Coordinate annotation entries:
-.-.-
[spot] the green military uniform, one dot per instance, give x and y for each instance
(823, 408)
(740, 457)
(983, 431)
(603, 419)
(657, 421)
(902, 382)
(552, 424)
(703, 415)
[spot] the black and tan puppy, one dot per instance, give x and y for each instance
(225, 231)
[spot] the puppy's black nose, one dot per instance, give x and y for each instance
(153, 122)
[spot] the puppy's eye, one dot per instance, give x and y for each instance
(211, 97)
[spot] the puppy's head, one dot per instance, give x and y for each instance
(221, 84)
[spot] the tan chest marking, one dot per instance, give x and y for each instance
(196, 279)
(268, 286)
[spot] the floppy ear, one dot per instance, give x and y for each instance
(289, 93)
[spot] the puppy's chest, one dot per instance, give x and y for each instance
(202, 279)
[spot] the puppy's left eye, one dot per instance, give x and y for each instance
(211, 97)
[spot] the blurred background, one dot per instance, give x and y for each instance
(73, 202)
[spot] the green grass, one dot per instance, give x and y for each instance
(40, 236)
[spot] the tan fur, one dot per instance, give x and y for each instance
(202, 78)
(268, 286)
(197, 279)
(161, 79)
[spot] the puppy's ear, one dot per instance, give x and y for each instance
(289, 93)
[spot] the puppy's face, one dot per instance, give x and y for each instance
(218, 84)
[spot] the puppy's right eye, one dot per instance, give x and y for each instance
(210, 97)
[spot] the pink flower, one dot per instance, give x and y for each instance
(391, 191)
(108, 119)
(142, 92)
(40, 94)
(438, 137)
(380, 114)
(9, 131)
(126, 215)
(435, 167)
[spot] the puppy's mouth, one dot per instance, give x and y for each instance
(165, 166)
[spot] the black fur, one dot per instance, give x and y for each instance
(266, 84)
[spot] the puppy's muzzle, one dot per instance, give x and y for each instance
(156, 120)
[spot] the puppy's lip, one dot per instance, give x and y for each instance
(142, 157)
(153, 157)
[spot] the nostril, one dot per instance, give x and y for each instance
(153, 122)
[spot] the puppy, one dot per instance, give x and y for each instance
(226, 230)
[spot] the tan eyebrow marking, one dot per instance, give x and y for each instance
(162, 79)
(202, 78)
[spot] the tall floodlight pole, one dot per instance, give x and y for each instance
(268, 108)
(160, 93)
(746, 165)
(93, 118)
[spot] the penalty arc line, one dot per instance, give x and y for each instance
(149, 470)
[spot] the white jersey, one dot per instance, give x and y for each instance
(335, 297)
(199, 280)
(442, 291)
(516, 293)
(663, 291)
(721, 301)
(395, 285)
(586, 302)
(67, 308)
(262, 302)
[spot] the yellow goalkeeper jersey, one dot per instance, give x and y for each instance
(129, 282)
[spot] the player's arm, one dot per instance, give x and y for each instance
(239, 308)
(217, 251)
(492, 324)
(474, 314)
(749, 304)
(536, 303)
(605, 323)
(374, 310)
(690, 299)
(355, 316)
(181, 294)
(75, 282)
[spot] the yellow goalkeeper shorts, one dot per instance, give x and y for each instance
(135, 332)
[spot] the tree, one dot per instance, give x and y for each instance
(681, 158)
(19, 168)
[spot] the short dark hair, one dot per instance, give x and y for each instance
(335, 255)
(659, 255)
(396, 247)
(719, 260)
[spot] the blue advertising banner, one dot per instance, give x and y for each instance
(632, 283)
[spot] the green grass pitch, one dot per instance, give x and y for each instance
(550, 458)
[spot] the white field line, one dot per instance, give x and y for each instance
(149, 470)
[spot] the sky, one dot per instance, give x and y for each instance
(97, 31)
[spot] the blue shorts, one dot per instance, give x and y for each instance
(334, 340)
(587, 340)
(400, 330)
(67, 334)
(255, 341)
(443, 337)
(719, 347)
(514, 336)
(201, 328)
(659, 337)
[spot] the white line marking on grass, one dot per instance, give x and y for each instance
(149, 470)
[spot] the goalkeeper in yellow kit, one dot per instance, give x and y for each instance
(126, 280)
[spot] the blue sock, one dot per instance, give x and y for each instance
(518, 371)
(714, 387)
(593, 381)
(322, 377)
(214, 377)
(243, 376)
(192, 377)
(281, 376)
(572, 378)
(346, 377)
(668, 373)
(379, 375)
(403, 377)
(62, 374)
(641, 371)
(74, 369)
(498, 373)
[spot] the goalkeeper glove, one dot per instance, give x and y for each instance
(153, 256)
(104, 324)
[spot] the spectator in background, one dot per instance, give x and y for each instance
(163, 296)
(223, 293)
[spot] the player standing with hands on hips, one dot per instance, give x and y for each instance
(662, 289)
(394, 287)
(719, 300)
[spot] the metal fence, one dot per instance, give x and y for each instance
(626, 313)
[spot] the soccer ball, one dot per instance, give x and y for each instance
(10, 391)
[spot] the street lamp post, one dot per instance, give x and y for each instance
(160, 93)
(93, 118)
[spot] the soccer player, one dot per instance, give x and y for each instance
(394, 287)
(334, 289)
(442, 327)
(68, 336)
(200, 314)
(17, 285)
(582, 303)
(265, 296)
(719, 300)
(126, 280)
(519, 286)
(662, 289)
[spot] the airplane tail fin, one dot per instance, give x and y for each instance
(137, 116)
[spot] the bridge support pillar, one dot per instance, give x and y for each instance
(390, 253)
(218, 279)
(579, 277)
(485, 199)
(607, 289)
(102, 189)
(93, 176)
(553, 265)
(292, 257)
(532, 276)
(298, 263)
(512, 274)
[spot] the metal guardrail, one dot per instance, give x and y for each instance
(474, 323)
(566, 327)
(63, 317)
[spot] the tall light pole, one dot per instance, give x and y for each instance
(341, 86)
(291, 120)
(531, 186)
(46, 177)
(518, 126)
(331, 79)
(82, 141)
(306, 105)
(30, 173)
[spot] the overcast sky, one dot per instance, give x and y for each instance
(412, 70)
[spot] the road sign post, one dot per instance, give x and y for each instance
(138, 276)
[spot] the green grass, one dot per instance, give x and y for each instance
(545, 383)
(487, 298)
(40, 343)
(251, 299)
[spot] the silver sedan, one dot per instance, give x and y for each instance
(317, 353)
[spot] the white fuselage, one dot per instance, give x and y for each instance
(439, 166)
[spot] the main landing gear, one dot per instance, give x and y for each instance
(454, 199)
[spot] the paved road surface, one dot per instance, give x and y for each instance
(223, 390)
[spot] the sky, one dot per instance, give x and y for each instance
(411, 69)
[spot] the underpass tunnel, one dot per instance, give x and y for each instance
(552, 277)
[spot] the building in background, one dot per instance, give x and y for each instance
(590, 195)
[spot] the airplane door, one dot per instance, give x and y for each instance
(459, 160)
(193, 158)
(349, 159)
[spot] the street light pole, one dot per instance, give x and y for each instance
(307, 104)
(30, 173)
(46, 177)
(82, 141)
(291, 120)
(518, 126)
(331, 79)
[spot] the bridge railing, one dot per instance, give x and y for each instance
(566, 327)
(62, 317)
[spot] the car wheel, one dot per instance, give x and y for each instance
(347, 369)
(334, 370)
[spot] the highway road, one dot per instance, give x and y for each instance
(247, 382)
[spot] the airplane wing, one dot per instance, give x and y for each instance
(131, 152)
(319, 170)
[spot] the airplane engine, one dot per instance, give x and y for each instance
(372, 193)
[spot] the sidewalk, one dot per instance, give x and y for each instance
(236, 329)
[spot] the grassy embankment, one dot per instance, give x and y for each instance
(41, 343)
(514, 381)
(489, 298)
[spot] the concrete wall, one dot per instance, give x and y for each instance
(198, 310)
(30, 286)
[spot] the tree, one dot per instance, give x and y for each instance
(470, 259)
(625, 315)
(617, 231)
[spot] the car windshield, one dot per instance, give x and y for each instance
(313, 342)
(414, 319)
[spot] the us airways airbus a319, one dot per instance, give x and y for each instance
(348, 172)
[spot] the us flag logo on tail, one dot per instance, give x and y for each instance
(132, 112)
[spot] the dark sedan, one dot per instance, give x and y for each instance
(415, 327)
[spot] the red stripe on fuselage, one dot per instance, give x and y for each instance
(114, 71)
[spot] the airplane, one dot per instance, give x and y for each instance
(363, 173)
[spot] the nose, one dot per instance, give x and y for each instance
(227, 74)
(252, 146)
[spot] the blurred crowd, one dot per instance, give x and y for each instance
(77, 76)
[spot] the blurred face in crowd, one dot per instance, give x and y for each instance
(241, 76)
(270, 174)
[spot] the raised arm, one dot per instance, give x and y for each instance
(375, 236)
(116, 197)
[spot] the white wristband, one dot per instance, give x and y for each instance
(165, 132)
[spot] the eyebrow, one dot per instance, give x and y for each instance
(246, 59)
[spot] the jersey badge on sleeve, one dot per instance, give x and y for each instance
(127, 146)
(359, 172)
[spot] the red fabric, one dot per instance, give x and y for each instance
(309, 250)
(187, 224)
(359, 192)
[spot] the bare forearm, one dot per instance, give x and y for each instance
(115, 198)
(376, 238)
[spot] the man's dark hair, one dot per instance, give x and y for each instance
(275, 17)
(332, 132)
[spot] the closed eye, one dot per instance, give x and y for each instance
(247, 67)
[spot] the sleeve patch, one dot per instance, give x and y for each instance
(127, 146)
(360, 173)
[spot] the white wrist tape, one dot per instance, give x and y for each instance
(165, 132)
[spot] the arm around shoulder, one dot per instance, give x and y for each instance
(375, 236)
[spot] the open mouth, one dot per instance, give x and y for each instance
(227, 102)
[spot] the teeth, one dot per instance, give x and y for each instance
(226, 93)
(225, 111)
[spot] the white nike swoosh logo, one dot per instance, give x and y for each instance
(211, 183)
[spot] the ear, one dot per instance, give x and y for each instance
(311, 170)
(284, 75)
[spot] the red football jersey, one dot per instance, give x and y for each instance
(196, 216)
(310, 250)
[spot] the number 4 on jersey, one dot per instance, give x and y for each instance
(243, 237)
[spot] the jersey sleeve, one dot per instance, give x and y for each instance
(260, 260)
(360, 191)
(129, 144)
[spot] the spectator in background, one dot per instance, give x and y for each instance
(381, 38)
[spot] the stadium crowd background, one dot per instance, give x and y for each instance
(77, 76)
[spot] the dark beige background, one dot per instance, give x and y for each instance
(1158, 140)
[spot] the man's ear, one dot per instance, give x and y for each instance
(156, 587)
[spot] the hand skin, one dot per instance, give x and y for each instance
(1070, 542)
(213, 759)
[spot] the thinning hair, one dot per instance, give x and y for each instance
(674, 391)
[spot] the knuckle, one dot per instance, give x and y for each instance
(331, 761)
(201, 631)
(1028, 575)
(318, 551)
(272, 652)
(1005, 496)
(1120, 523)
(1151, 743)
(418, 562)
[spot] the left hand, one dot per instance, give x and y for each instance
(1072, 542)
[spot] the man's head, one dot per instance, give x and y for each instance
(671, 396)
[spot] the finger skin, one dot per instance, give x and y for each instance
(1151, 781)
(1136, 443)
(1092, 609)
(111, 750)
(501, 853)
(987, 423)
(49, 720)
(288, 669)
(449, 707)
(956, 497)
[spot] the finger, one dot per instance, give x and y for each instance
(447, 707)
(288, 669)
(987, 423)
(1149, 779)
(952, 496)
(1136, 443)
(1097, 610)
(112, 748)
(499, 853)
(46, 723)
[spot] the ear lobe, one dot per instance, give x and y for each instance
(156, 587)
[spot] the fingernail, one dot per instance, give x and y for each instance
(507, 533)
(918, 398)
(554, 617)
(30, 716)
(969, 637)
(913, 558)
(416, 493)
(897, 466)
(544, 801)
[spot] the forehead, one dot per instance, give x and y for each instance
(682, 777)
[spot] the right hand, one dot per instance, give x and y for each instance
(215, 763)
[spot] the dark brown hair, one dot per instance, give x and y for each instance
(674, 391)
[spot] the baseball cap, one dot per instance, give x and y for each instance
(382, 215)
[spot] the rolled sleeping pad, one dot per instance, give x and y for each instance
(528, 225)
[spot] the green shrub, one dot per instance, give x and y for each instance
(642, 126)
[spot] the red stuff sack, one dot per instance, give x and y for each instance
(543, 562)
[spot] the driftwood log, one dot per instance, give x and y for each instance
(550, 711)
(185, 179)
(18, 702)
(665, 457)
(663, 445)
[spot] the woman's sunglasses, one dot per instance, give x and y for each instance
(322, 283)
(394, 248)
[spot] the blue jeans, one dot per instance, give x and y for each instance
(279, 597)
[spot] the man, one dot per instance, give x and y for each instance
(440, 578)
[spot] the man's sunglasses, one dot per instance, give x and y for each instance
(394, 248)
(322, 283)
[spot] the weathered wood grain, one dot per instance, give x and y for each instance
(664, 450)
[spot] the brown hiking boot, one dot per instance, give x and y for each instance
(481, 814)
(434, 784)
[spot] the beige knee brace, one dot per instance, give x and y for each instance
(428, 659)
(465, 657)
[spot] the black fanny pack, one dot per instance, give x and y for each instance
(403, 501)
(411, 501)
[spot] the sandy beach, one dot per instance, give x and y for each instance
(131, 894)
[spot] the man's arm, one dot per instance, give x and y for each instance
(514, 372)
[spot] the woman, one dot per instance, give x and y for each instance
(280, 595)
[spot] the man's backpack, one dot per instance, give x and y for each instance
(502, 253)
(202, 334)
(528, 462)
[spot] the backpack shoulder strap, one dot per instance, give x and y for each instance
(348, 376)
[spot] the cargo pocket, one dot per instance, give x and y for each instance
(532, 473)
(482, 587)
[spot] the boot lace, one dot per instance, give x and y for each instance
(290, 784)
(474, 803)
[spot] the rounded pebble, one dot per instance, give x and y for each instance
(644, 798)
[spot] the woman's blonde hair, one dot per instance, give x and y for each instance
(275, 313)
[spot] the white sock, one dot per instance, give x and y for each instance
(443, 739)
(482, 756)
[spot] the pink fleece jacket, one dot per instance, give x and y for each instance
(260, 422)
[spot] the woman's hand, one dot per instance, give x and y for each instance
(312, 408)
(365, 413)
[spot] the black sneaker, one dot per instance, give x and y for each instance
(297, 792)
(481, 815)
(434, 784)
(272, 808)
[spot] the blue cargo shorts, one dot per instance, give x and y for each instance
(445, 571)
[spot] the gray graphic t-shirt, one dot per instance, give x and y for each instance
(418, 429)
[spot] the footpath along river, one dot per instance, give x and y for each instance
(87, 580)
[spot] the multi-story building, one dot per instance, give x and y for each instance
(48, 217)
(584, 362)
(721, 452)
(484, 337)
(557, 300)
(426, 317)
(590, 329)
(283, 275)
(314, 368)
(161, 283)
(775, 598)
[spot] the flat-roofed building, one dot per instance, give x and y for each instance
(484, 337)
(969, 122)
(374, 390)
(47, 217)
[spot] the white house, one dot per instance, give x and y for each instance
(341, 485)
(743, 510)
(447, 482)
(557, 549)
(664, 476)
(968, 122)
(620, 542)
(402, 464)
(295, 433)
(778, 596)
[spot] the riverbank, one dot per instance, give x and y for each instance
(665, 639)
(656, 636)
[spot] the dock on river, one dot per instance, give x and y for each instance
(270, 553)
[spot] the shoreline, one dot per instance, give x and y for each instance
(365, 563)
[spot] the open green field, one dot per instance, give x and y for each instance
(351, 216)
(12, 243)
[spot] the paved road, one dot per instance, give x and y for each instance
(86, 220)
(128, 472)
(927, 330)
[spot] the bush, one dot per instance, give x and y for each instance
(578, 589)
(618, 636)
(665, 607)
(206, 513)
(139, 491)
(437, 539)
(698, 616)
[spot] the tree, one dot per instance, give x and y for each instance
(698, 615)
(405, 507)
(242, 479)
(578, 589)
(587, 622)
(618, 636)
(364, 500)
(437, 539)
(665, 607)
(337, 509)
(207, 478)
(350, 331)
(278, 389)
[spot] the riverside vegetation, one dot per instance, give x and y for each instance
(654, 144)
-.-.-
_Requirements_:
Quote the line that contains "[spot] the flat-roofed" and each line after it through the end of the data, exactly, leaving out everything else.

_Finished task_:
[spot] the flat-roofed building, one dot per instance, give x and y for each instance
(484, 337)
(969, 122)
(374, 390)
(47, 217)
[spot] the white house, one dot per instance, give x and y for each instance
(341, 485)
(743, 510)
(447, 482)
(557, 549)
(664, 476)
(968, 122)
(620, 542)
(402, 464)
(295, 433)
(778, 596)
[spot] the riverbank, one dot per instance, give x and y for each instance
(665, 639)
(656, 636)
[spot] the dock on river, one dot per instance, give x and y for each instance
(270, 553)
[spot] the shoreline, one dot per instance, give x and y for each instance
(365, 563)
[spot] the open green field, one dot per instance, give x and y for each instance
(351, 216)
(12, 243)
[spot] the paved road, one dot per instance, give x and y for each instance
(86, 220)
(128, 472)
(927, 330)
[spot] the bush, one dot per instance, give x and y for each instance
(578, 589)
(618, 636)
(665, 607)
(206, 513)
(139, 491)
(437, 539)
(698, 616)
[spot] the tree, one dot per instance, give x and y for each instance
(698, 615)
(405, 507)
(242, 479)
(578, 589)
(587, 622)
(618, 636)
(364, 500)
(437, 539)
(665, 607)
(337, 509)
(207, 478)
(350, 331)
(278, 389)
[spot] the riverside vegetation, one dot per instance, give x and y for each instance
(654, 144)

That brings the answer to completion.